Dataset entries:
"""
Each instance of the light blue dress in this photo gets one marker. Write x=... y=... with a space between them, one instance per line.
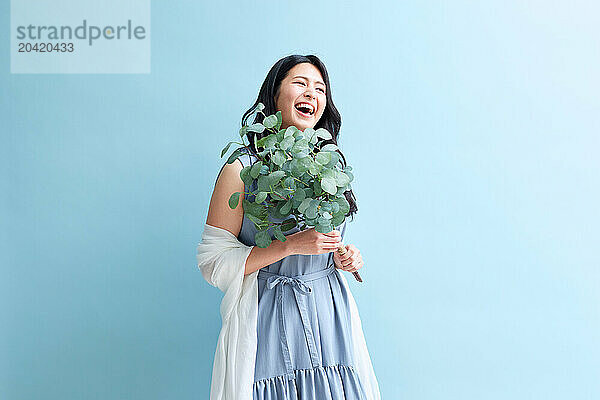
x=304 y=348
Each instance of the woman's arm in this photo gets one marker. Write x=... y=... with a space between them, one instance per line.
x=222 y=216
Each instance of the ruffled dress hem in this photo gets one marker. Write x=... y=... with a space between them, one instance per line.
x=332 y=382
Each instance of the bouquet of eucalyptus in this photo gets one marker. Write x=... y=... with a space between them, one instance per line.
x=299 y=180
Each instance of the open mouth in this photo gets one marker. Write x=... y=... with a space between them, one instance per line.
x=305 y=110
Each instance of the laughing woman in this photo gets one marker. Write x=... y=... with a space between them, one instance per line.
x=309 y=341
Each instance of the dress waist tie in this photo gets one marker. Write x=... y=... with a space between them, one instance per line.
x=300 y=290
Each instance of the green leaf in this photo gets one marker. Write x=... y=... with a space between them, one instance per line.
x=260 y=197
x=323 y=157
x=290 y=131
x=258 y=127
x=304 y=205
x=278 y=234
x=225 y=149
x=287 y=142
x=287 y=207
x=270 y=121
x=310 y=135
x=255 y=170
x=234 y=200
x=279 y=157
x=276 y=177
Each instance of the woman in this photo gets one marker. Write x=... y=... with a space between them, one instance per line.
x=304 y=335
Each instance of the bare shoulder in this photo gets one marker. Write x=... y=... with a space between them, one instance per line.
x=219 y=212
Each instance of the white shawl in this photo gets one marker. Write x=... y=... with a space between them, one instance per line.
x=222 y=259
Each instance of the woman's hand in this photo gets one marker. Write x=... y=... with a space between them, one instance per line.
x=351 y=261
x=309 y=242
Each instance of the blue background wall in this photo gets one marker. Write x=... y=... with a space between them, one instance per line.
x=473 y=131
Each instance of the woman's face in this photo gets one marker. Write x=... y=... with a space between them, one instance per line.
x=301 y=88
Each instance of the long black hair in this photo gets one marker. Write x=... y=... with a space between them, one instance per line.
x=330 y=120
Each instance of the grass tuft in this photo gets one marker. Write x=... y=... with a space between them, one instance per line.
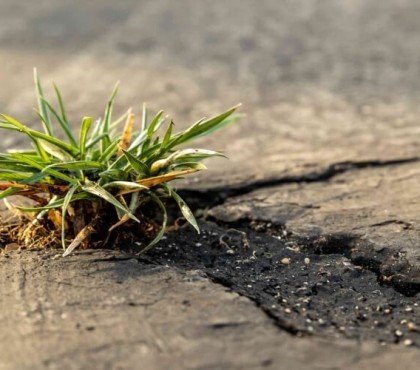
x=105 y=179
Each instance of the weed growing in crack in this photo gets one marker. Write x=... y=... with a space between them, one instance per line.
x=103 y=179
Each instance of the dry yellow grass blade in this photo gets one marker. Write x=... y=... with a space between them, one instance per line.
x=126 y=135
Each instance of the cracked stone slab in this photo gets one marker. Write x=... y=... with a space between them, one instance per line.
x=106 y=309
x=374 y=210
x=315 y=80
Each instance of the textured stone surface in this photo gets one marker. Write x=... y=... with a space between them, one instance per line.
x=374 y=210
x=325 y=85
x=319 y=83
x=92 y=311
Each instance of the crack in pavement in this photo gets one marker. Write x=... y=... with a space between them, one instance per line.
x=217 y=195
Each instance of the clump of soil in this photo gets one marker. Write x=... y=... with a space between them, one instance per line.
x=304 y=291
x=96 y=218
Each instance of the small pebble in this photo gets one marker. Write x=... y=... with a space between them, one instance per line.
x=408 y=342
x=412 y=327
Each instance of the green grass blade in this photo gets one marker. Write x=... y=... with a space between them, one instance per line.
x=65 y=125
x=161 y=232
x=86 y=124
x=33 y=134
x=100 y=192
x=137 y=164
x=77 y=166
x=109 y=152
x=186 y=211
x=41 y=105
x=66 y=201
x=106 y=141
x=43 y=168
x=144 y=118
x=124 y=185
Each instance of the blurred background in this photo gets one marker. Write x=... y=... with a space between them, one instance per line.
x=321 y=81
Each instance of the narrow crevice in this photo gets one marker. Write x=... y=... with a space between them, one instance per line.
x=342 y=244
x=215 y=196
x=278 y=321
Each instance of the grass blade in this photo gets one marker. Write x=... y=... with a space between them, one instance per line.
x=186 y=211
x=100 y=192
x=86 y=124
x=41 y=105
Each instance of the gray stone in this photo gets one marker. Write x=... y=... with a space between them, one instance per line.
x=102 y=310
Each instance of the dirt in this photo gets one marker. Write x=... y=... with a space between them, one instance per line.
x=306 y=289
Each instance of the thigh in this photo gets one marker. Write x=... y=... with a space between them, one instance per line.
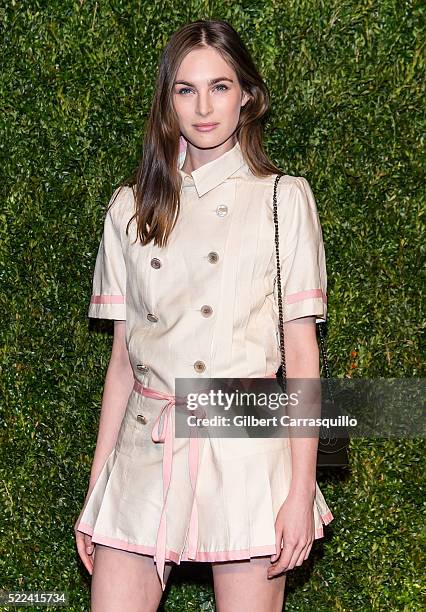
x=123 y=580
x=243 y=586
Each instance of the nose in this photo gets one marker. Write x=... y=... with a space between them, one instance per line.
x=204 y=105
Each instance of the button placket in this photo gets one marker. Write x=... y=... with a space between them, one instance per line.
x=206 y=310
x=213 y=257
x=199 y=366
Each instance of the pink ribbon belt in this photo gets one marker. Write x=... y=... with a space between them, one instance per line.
"""
### WORK TASK
Apart from the pictures, every line of the data above should be given again exactly.

### REPLY
Each instance of the light blue dress in this photo gets one marker. Write x=... y=... with a space between them, one instance per line.
x=304 y=348
Each instance of the woman's arm in this photo gets one marker. Write x=... y=... with a space between them, one instance per line.
x=222 y=216
Each instance of the ruffled dress hem in this photo gets one marker. Write x=... y=... with a space between them, one instance per line.
x=332 y=382
Each instance of the bouquet of eucalyptus in this photo gets one marker. Write x=... y=... with a space between them, one instance per line.
x=299 y=180
Each instance of the open mouth in this photo gets one marker. Write x=... y=... with a space between them, one instance per line.
x=305 y=110
Each instance of the laughing woman in this photo gets one marker. Write x=... y=... with a space between them, one instance per line.
x=309 y=341
Each instance of the dress waist tie in this photo gets one marker. Write x=... y=... with a space between them, one instance per line.
x=300 y=290
Each instance of the green leaf in this photo gets one marker. Write x=... y=... with a space between them, one instance per line.
x=260 y=197
x=323 y=157
x=290 y=131
x=258 y=127
x=304 y=205
x=278 y=234
x=225 y=149
x=287 y=142
x=287 y=207
x=270 y=121
x=310 y=135
x=255 y=170
x=234 y=200
x=279 y=157
x=276 y=177
Each instance of the woman in this photo gets one marker. Write x=... y=... with a space between them, one instance per line.
x=304 y=335
Each instance of the bare shoulder in this photo gets one marker. Write x=... y=... with a space between them, one instance per line.
x=219 y=212
Each instance of the white shawl in this photo gets one marker. Write x=... y=... with a space between them, one instance per line.
x=222 y=259
Each instance of the woman's hand in this photo gets one marker. Write x=... y=... with a space between them, one instance per line.
x=351 y=261
x=309 y=242
Each instance of the blue background wall in this photo gets one marker. Write x=... y=... with a space between them, one instance per line.
x=473 y=131
Each instance of the woman's face in this photo gets one marker. Write x=... y=... with a space between them, one instance per line.
x=301 y=88
Each instance of the long black hair in this photo gets one marker. Write x=... y=... with a space between them, one instance per line.
x=330 y=120
Each instance of the grass tuft in this photo gets one marker. Write x=... y=... with a space between them, one instance per line.
x=105 y=179
Each instance of the weed growing in crack in this photo gets one marker. Write x=... y=... with a space between them, one instance per line.
x=103 y=179
Each instance of the dry yellow grass blade in this photo gets one marker. Write x=... y=... with a space between them, one instance per line.
x=126 y=135
Each instance of the cracked stone slab in this photo gets one marker. Write x=... y=... with a space between them, one instance per line.
x=106 y=309
x=374 y=210
x=315 y=80
Each instance of the textured stone surface in this photo gets one marker. Write x=... y=... with a space between them, one instance per line.
x=374 y=210
x=325 y=85
x=319 y=83
x=92 y=311
Each instance of the crack in pavement in this photo gets one marker. Write x=... y=... with a space between them, one instance per line.
x=217 y=195
Each instance of the clump of soil in this photo gets one marker. Write x=... y=... with a space between them, one instance per line.
x=304 y=291
x=96 y=218
Each instance of the small pebble in this photo gets one marker. Write x=... y=... with a space between them, one instance per line.
x=408 y=342
x=412 y=327
Each instance of the green grass blade in this photo gets one marker. Write x=... y=... with a space between them, one instance per line.
x=65 y=125
x=161 y=232
x=86 y=124
x=33 y=134
x=100 y=192
x=137 y=164
x=77 y=166
x=109 y=152
x=186 y=211
x=41 y=105
x=66 y=201
x=106 y=141
x=43 y=168
x=144 y=118
x=124 y=185
Each instance of the blurred background in this photo gets one marker. Write x=... y=... with a space between them, one instance per line.
x=321 y=81
Each instance of the narrow crevice in this photo gets one marker. Write x=... y=... with a space between them, one instance per line.
x=342 y=244
x=215 y=196
x=278 y=321
Each instance of the grass blade in this photo gets one marker. Write x=... y=... with a space between them, one instance per line.
x=186 y=211
x=100 y=192
x=86 y=124
x=41 y=105
Each instance of the gray stone in this photo gets one marker. Write x=... y=... with a space between them, one instance per line.
x=102 y=310
Each instance of the dirt in this photo gets one marker. Write x=... y=... with a space between them, one instance per line.
x=306 y=289
Each instance of the thigh in this photo gets one marker. Write x=... y=... with a space between them, one instance per line.
x=123 y=580
x=243 y=586
Each instance of the nose in this photo gets one marker. Write x=... y=... with a space between them, one instance per line.
x=204 y=105
Each instance of the button placket in this photo gets one marker. Write x=... y=... with a space between them, one instance per line.
x=206 y=310
x=213 y=257
x=199 y=366
Each instance of the pink ribbon belt in this photo gets one marker. Write x=... y=... with a space between them, one instance per line.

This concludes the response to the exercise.